Reproduce the records exactly, but not the pictures.

> Supplied information
________
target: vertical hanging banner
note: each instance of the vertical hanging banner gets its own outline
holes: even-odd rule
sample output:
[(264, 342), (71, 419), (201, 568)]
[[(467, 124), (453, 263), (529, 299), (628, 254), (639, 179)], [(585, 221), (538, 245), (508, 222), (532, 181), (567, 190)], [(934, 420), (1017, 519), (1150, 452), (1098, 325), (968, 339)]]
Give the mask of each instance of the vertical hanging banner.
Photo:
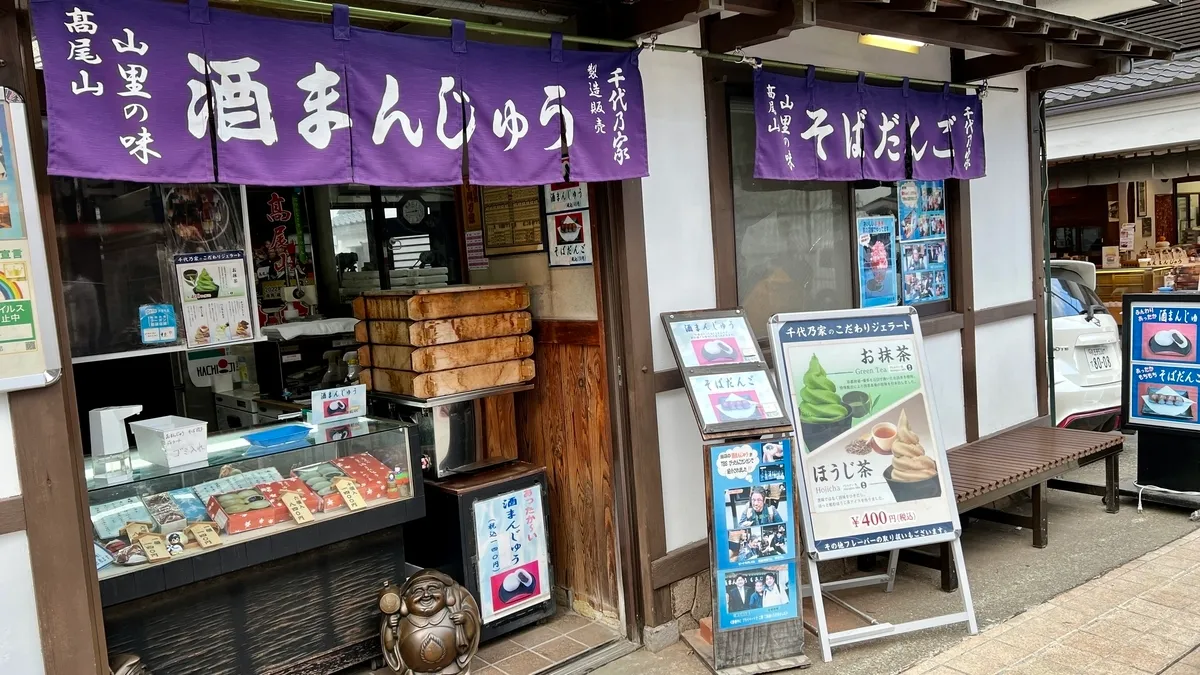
________
> Answer to the problem
target: vertical hanging banner
note: each instance of the vertical hanging banner gets its own outline
holes: even-odd rule
sample output:
[(264, 342), (71, 419), (201, 568)]
[[(467, 124), (453, 263), (529, 299), (628, 254), (639, 179)], [(585, 221), (538, 245), (508, 222), (532, 181), (567, 190)], [(934, 420), (1017, 519), (1150, 452), (1098, 325), (968, 339)]]
Give the mask of each instance of the vertical hanging banner.
Photo:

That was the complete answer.